__Problem requirements__.
Retype exactly the line holding "Reviewer note: every instance of the sea water" and each line that follows, down to the last one. Exclude pictures.
--- BEGIN Supplied information ---
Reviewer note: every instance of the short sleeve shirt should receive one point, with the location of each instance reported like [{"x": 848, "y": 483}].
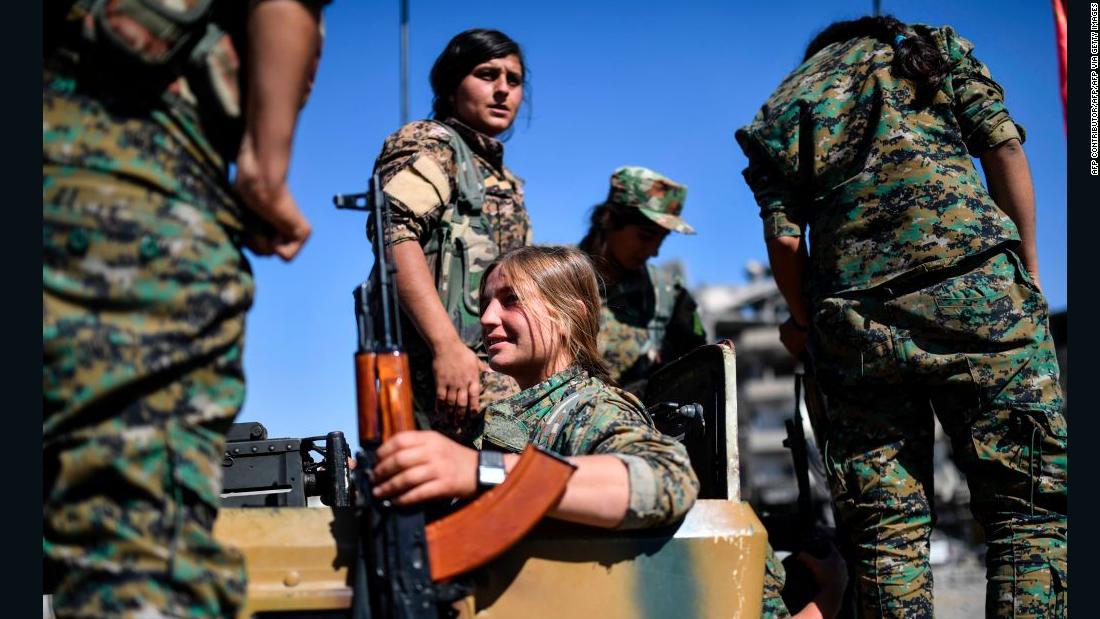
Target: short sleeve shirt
[
  {"x": 418, "y": 175},
  {"x": 890, "y": 186}
]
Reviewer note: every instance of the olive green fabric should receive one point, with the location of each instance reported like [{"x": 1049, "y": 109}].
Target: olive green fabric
[
  {"x": 647, "y": 319},
  {"x": 890, "y": 186},
  {"x": 919, "y": 307},
  {"x": 574, "y": 413},
  {"x": 419, "y": 172},
  {"x": 144, "y": 295}
]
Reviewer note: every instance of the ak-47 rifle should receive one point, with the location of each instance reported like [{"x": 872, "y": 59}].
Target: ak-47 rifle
[{"x": 405, "y": 566}]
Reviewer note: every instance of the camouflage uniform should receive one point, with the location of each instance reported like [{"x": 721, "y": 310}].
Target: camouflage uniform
[
  {"x": 144, "y": 295},
  {"x": 919, "y": 306},
  {"x": 575, "y": 413},
  {"x": 419, "y": 176},
  {"x": 647, "y": 316}
]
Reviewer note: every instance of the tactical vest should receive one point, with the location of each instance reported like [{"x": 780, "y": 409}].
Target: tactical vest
[
  {"x": 461, "y": 246},
  {"x": 664, "y": 304},
  {"x": 149, "y": 50}
]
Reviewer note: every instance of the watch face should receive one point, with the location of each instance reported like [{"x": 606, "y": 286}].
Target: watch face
[{"x": 490, "y": 468}]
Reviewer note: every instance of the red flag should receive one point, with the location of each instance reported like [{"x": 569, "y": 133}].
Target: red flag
[{"x": 1059, "y": 24}]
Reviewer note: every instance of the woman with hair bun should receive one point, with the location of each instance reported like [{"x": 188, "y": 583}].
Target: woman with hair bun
[
  {"x": 919, "y": 296},
  {"x": 454, "y": 207}
]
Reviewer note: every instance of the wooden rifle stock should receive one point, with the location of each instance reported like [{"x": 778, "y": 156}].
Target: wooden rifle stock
[
  {"x": 366, "y": 398},
  {"x": 395, "y": 391},
  {"x": 494, "y": 521}
]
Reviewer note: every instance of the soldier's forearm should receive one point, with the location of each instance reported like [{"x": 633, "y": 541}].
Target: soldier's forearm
[
  {"x": 283, "y": 41},
  {"x": 416, "y": 289},
  {"x": 597, "y": 494},
  {"x": 788, "y": 255},
  {"x": 1008, "y": 176}
]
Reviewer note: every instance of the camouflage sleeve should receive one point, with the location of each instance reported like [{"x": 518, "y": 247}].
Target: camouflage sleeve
[
  {"x": 416, "y": 168},
  {"x": 662, "y": 484},
  {"x": 978, "y": 100},
  {"x": 685, "y": 330},
  {"x": 517, "y": 185},
  {"x": 773, "y": 195}
]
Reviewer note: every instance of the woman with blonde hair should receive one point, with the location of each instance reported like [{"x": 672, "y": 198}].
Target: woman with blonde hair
[{"x": 539, "y": 316}]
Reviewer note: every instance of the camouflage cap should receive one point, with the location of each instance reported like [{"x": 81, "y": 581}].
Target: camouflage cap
[{"x": 656, "y": 196}]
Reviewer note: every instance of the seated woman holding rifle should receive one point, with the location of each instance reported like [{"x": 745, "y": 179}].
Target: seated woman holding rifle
[{"x": 539, "y": 316}]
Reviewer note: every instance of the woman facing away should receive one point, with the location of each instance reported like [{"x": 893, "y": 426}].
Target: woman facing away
[
  {"x": 919, "y": 296},
  {"x": 454, "y": 207}
]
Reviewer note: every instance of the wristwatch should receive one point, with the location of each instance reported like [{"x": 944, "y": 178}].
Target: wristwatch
[{"x": 490, "y": 470}]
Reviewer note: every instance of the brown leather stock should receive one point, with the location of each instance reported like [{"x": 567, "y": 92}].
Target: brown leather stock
[
  {"x": 494, "y": 521},
  {"x": 366, "y": 398},
  {"x": 395, "y": 387}
]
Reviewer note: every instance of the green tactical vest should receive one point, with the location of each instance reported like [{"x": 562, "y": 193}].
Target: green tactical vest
[
  {"x": 139, "y": 47},
  {"x": 461, "y": 247}
]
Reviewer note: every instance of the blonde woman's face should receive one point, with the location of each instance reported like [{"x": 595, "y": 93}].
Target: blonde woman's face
[{"x": 518, "y": 343}]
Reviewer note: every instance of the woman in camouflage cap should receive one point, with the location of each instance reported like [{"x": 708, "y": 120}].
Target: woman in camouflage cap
[
  {"x": 648, "y": 318},
  {"x": 452, "y": 196},
  {"x": 539, "y": 321}
]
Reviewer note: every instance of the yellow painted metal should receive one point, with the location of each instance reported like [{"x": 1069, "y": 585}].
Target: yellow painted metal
[
  {"x": 297, "y": 557},
  {"x": 711, "y": 565}
]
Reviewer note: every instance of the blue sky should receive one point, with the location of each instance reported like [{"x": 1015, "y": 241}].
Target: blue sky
[{"x": 662, "y": 85}]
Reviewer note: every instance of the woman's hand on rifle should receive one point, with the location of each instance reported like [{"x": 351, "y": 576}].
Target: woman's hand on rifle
[{"x": 424, "y": 465}]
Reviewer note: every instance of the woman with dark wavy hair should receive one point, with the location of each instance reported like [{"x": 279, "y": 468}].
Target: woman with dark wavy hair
[
  {"x": 454, "y": 207},
  {"x": 919, "y": 296}
]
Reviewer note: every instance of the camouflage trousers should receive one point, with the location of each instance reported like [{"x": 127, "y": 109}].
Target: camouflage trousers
[
  {"x": 774, "y": 575},
  {"x": 974, "y": 349},
  {"x": 144, "y": 297}
]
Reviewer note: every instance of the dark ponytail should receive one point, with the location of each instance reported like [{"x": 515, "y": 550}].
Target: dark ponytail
[{"x": 916, "y": 56}]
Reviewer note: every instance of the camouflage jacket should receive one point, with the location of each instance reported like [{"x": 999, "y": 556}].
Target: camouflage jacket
[
  {"x": 460, "y": 234},
  {"x": 647, "y": 319},
  {"x": 890, "y": 187},
  {"x": 418, "y": 172},
  {"x": 574, "y": 413}
]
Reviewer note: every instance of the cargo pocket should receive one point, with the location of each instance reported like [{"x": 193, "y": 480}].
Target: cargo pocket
[
  {"x": 849, "y": 347},
  {"x": 1043, "y": 434}
]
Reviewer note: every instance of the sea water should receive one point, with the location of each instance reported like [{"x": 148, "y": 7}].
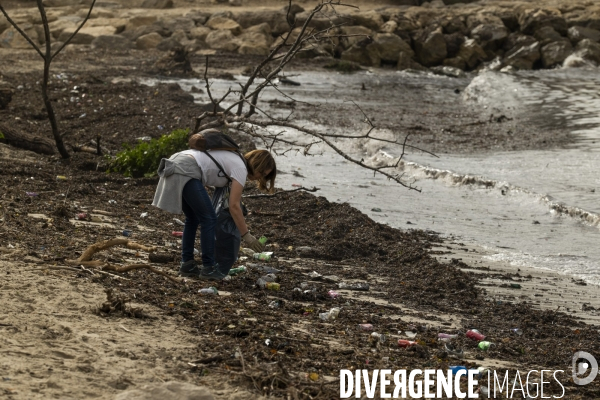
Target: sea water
[{"x": 530, "y": 208}]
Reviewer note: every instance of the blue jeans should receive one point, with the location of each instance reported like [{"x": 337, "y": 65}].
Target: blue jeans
[{"x": 198, "y": 210}]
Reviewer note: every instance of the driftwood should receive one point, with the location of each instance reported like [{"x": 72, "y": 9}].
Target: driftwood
--- END Supplied information ---
__Output of the task__.
Reviewer note: every instance of the sea water should receive one point, with the location of each instance reported like [{"x": 148, "y": 7}].
Target: sea water
[{"x": 530, "y": 208}]
Reviewer note: every instance of the blue jeans should receive one point, with the location of each instance reported like [{"x": 337, "y": 65}].
Target: blue jeans
[{"x": 198, "y": 210}]
Reviewer note: every instance of the driftwood should receive one point, with the location of each instance reported like [{"x": 72, "y": 9}].
Target: driftwood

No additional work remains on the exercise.